• Aim of the task
Count the lines in the records below that contain the string "vegetation", treating uppercase and lowercase letters as distinct, and give only the number.

• Data
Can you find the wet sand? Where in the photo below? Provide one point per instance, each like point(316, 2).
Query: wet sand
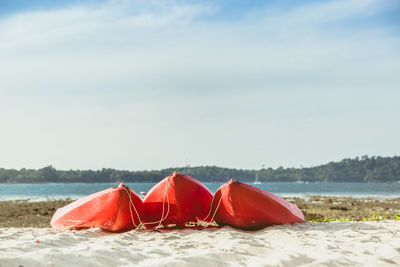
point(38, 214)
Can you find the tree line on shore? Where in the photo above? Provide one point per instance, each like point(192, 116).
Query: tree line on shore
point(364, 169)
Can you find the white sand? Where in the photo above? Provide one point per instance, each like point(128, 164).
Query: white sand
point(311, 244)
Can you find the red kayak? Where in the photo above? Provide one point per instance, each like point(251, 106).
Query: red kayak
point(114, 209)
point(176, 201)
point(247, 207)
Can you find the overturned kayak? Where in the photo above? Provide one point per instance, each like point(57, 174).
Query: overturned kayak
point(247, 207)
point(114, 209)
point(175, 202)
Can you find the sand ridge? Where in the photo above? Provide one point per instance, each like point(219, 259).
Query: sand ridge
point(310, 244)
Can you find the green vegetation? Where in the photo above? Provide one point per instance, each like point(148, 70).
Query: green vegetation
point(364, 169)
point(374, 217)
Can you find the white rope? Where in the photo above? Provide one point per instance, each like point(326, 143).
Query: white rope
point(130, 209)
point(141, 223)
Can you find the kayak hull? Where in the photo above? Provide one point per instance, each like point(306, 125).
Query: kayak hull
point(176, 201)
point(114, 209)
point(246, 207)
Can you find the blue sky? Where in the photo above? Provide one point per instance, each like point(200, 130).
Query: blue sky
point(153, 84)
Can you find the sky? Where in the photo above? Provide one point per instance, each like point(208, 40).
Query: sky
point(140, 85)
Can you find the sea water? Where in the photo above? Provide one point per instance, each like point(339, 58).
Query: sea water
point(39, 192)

* * *

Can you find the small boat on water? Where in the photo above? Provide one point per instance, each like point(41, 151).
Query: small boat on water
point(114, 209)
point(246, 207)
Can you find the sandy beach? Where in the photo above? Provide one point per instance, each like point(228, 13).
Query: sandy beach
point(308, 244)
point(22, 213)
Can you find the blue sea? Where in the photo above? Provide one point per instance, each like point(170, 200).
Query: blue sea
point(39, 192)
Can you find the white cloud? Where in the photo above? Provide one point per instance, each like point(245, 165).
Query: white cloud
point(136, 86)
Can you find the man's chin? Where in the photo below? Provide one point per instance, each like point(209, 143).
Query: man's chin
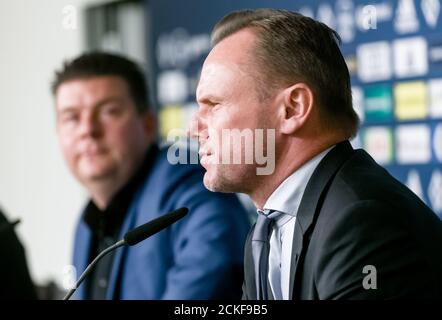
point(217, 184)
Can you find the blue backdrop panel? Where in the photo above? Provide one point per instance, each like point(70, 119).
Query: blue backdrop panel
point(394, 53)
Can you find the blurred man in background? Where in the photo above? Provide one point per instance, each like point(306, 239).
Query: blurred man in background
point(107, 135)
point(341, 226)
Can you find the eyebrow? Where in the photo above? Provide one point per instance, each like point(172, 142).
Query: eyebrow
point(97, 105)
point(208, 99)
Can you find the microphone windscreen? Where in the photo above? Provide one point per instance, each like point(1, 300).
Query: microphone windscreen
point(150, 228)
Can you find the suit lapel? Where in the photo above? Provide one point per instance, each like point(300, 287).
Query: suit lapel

* * *

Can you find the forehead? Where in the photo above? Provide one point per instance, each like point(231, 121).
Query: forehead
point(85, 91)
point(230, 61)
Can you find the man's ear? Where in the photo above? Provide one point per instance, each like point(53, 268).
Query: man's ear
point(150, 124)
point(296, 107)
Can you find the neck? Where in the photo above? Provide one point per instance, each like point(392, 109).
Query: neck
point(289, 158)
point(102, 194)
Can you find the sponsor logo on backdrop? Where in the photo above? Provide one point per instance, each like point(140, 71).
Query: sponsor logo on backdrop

• Task output
2